[[ Data supplied open ]]

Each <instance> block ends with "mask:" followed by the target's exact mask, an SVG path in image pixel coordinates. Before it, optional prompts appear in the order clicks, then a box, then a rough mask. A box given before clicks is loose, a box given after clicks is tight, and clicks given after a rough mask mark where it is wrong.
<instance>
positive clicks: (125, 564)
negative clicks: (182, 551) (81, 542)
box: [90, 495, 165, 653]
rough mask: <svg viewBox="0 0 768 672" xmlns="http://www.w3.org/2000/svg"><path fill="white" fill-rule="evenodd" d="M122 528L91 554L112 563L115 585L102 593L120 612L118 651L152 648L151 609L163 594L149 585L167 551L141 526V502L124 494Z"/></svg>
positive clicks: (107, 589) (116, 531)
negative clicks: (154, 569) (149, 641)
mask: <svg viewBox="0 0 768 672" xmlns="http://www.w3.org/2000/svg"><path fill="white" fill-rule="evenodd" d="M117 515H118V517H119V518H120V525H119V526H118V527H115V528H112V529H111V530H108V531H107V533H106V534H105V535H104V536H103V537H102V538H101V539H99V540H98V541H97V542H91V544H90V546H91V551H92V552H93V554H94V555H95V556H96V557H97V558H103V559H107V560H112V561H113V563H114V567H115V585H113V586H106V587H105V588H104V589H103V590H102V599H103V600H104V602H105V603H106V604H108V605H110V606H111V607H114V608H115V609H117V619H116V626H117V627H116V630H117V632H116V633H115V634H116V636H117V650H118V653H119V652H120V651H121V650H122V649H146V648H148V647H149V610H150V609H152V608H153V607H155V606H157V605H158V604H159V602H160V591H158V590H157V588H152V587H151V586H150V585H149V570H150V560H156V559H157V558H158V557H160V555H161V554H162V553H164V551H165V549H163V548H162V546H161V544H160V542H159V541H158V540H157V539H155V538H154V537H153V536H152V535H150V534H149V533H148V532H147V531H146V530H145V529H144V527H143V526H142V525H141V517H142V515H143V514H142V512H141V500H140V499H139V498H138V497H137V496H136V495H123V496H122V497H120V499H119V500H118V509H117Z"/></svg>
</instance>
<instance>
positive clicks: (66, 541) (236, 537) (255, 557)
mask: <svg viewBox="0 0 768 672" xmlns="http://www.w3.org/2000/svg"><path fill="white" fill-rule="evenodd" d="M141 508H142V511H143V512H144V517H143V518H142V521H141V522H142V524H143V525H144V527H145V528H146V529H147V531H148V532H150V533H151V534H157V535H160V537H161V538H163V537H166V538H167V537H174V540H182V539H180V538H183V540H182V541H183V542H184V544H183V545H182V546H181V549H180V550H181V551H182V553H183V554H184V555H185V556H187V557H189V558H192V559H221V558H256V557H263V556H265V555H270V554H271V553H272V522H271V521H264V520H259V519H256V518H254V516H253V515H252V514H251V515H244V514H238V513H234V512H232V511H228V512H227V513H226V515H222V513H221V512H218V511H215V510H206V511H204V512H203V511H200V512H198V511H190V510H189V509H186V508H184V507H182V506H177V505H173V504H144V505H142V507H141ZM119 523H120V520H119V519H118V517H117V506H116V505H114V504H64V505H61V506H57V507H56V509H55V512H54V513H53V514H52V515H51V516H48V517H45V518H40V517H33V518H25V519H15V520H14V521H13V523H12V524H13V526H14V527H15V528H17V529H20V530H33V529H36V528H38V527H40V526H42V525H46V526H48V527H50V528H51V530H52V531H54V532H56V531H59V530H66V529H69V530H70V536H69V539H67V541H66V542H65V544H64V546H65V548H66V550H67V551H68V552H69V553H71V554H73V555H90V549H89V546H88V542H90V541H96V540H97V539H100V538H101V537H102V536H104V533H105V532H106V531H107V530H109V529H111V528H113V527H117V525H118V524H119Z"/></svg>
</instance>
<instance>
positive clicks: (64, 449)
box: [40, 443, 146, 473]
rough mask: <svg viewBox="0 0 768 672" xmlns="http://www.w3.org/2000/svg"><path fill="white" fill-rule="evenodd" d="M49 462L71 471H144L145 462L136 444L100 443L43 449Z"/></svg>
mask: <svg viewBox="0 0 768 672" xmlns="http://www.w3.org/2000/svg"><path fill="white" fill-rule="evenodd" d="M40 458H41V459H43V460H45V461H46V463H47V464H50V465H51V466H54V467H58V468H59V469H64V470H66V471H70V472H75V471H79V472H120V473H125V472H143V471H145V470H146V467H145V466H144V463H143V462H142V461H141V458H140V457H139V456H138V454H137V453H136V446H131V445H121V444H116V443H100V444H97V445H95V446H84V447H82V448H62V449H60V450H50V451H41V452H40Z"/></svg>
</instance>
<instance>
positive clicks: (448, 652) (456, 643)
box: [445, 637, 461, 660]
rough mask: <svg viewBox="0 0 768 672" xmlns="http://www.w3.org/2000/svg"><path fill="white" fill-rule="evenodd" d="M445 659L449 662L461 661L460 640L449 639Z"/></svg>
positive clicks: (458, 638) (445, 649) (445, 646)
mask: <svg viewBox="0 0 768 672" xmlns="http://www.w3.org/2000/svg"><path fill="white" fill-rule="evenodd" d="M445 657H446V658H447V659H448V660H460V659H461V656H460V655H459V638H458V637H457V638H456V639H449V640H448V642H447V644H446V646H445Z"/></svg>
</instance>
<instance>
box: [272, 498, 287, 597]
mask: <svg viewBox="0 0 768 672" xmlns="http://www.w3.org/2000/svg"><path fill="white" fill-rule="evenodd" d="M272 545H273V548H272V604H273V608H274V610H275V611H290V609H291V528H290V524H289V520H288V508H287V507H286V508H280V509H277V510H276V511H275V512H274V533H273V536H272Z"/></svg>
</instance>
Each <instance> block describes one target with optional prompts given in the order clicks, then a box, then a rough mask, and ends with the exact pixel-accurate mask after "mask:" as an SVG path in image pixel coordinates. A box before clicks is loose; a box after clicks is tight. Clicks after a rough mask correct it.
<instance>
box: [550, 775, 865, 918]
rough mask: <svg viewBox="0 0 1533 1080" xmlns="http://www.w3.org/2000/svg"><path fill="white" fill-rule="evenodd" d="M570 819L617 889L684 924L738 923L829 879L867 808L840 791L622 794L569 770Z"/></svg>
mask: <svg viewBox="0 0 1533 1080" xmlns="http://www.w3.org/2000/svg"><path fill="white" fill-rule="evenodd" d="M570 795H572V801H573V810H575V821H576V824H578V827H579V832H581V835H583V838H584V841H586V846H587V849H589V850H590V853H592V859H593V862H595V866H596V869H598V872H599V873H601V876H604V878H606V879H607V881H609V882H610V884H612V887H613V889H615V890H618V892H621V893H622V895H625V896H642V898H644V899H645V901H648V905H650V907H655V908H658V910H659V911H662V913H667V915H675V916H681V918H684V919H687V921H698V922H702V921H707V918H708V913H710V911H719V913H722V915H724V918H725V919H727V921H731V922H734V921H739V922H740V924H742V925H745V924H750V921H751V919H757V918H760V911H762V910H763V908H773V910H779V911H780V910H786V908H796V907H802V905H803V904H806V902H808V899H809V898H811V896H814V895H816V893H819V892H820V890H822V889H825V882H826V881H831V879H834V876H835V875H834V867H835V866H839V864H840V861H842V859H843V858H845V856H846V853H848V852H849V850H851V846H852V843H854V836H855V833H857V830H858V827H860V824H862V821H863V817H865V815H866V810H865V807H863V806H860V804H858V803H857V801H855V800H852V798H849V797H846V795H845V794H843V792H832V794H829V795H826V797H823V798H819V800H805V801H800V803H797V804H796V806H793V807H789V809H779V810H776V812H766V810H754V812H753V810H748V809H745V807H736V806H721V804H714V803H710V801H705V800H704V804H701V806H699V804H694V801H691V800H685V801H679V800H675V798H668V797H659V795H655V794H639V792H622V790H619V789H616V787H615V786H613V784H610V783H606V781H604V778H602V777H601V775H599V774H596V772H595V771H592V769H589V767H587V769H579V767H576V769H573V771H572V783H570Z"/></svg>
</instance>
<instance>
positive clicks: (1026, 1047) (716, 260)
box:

[[ Data supplied closed ]]

Task item. Copy out, word for word, the part of the entries above that begins at the line with "box: [90, 495, 165, 653]" and ends at the line with "positive clicks: (107, 589) (116, 531)", including both.

Final answer.
box: [90, 495, 165, 653]
rough mask: <svg viewBox="0 0 768 672" xmlns="http://www.w3.org/2000/svg"><path fill="white" fill-rule="evenodd" d="M122 528L91 554L112 563L115 585L102 593L120 612L118 651L152 648L151 609L163 594L149 585L167 551L141 526V502L124 494Z"/></svg>
positive clicks: (107, 589) (116, 531)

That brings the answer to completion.